• _GIVEN TASK_
Present the part of the material that opens with the line containing "--target=carved wooden bracket" and closes with the line containing "M0 392L5 387L5" as a Markdown table, with each row's number under Row and its text under Line. Leave out blank lines.
START
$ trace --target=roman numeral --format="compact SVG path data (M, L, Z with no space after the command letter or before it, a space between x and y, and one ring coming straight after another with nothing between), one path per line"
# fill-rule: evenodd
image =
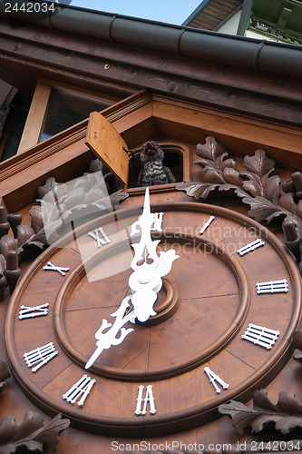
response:
M95 229L94 233L93 232L88 232L88 235L93 238L93 240L97 242L98 248L100 248L102 245L110 242L108 236L106 235L104 230L102 227Z
M246 340L249 340L249 342L260 345L260 347L264 347L267 350L270 350L279 334L279 331L276 331L275 330L269 330L264 326L249 323L248 328L241 337Z
M20 307L19 320L31 319L34 317L41 317L42 315L47 315L49 302L45 304L41 304L40 306L24 306Z
M287 293L288 291L287 281L268 281L268 282L257 282L257 293Z
M155 403L154 403L154 396L152 391L152 385L148 385L146 387L145 397L142 397L144 386L139 386L139 392L136 400L136 410L134 413L137 416L145 415L147 412L147 404L150 406L150 413L154 415L156 413ZM143 407L142 407L143 402ZM142 407L142 410L141 410Z
M209 381L211 382L211 384L215 388L215 390L216 390L216 392L218 394L220 394L221 390L220 390L220 388L219 388L217 386L217 384L215 383L215 381L217 381L220 386L222 386L222 388L224 390L228 390L228 388L229 388L229 385L228 385L228 383L226 383L225 381L223 381L223 380L221 380L220 377L219 375L217 375L216 373L214 373L209 368L208 368L208 367L204 368L204 371L208 375L208 377L209 379Z
M72 388L63 395L63 399L67 402L73 404L82 396L81 400L77 402L79 407L83 407L87 396L90 394L95 380L83 375Z
M38 347L32 351L24 353L23 356L26 365L31 368L34 364L38 363L34 368L32 369L32 372L36 372L38 369L50 361L54 356L58 354L55 351L53 342L49 342L43 347Z
M249 242L243 248L238 249L237 252L239 255L245 255L248 252L250 252L251 251L259 248L260 246L264 246L264 242L262 242L262 240L258 238L258 240L255 240L255 242Z

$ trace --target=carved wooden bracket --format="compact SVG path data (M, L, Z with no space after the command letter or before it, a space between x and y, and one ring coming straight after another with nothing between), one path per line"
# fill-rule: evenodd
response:
M0 392L5 387L5 380L11 376L5 361L0 360ZM69 425L69 419L62 419L59 413L48 424L44 426L43 418L39 413L28 411L20 426L15 424L13 416L0 421L0 451L3 454L15 452L18 448L29 451L43 452L44 445L47 444L54 451L59 441L59 434Z
M177 185L196 200L205 200L213 191L227 191L239 197L250 206L248 215L258 222L269 223L280 217L286 237L286 246L298 262L302 273L302 174L296 172L292 180L280 188L278 175L271 175L275 163L266 156L263 150L257 150L254 156L245 156L246 172L239 172L236 162L229 157L226 149L212 136L206 143L197 145L194 161L201 169L201 183L184 183Z

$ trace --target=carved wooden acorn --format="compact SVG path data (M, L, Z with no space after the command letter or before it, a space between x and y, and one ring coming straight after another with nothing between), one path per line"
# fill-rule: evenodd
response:
M154 186L175 183L175 178L169 167L162 165L164 152L157 142L146 142L140 159L143 169L140 172L138 186Z

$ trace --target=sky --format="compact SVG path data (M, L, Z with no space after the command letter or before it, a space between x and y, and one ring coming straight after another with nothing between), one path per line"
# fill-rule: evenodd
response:
M180 25L201 0L72 0L71 6L131 15Z

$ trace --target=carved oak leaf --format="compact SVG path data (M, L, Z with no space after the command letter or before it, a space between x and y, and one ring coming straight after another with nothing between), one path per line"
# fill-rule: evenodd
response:
M248 215L256 219L258 222L260 221L270 221L276 217L285 214L285 212L280 210L280 208L265 197L257 195L256 197L246 196L243 197L242 202L250 205L250 210L248 211Z
M196 200L206 199L211 191L217 189L219 184L210 184L209 183L180 183L176 186L179 191L183 191L190 197Z
M275 170L274 161L267 157L264 150L256 150L254 156L245 156L243 161L247 171L260 178Z
M259 433L264 429L279 430L283 435L302 430L302 406L291 391L281 391L278 403L273 404L266 390L257 390L253 396L253 407L230 400L219 405L219 411L232 419L232 425L239 435L251 427L251 433ZM273 428L273 429L272 429Z
M278 204L280 199L280 177L278 175L263 177L264 194L275 205Z
M275 163L266 156L263 150L257 150L254 156L245 156L244 163L248 172L241 172L247 178L242 187L254 197L260 195L277 204L280 197L280 178L269 176L275 170Z
M220 154L224 153L226 149L223 145L216 142L215 137L208 135L205 143L199 143L196 147L196 153L201 158L215 161ZM194 163L199 163L199 160L194 161Z
M44 249L48 245L44 229L41 229L37 233L29 225L19 225L17 229L18 251L24 251L25 246L36 246Z
M89 164L89 172L102 172L103 163L99 158L93 159Z
M5 361L0 360L0 392L6 388L5 380L9 379L11 373Z
M69 425L69 419L62 419L59 413L45 426L39 413L28 411L20 426L15 424L13 416L5 418L0 423L0 452L8 454L15 452L20 448L29 451L38 450L43 452L43 446L47 444L55 451L59 441L58 435Z
M248 178L248 180L242 182L242 187L245 191L250 192L254 197L257 195L264 195L261 178L258 175L249 173L248 172L240 172L240 175Z
M117 210L120 203L122 203L122 201L127 199L127 197L129 197L129 193L124 192L122 189L121 189L120 191L116 191L115 192L111 194L109 196L109 199L113 207L113 210Z

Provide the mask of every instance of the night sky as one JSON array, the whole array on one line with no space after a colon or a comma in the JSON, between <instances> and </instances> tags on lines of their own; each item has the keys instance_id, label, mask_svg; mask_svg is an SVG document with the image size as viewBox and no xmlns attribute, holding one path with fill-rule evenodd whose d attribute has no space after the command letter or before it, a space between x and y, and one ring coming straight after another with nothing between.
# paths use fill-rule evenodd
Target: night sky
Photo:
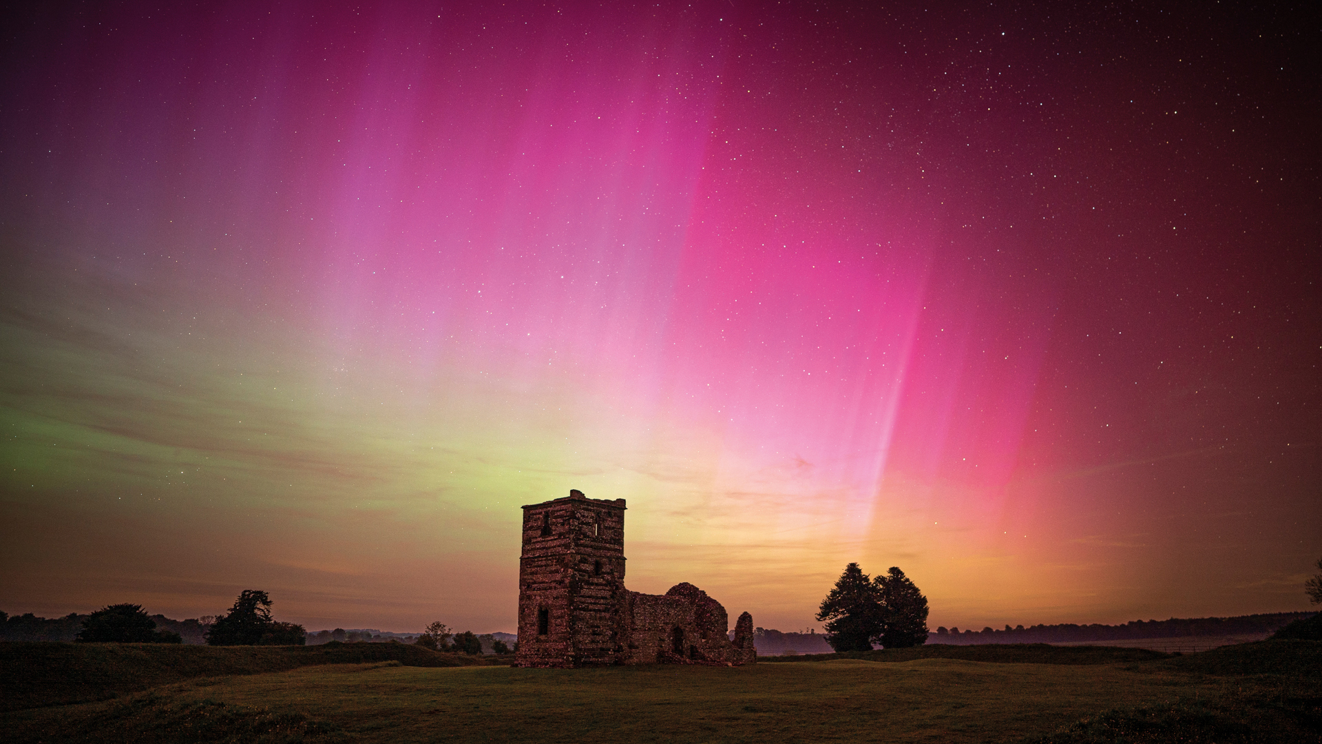
<instances>
[{"instance_id":1,"label":"night sky","mask_svg":"<svg viewBox=\"0 0 1322 744\"><path fill-rule=\"evenodd\" d=\"M510 631L570 488L781 630L1309 608L1315 8L32 5L11 614Z\"/></svg>"}]
</instances>

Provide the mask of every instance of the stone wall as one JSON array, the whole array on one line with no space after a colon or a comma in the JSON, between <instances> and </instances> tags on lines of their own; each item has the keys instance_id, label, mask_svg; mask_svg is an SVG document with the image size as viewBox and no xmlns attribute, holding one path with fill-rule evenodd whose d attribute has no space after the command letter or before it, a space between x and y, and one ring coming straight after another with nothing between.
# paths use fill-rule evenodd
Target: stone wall
<instances>
[{"instance_id":1,"label":"stone wall","mask_svg":"<svg viewBox=\"0 0 1322 744\"><path fill-rule=\"evenodd\" d=\"M748 613L731 642L726 609L702 589L677 584L658 596L624 588L624 499L580 491L524 507L518 665L755 662Z\"/></svg>"}]
</instances>

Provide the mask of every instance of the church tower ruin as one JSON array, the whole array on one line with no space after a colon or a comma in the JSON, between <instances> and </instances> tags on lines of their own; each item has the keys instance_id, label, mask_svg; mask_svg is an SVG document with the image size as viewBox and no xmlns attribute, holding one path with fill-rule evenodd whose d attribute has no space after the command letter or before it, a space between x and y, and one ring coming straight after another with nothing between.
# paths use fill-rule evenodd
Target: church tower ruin
<instances>
[{"instance_id":1,"label":"church tower ruin","mask_svg":"<svg viewBox=\"0 0 1322 744\"><path fill-rule=\"evenodd\" d=\"M624 588L624 499L582 491L524 507L518 666L752 663L752 616L728 616L691 584L664 596Z\"/></svg>"}]
</instances>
END
• _OUTPUT OF THE EXERCISE_
| Row | Line |
|---|---|
| 1 | $ trace --target=carved wooden bracket --format="compact SVG path data (M, L, Z with no space after the command letter or before it, a space between x and y, and one ring coming straight after another with nothing between), one path per line" |
| 2 | # fill-rule: evenodd |
| 3 | response: |
| 4 | M0 392L5 387L5 380L11 376L5 361L0 360ZM69 425L69 419L62 419L59 413L48 424L44 426L43 418L39 413L28 411L20 426L15 424L13 416L0 421L0 451L3 454L15 452L18 448L29 451L43 452L44 445L47 444L54 451L59 441L59 434Z |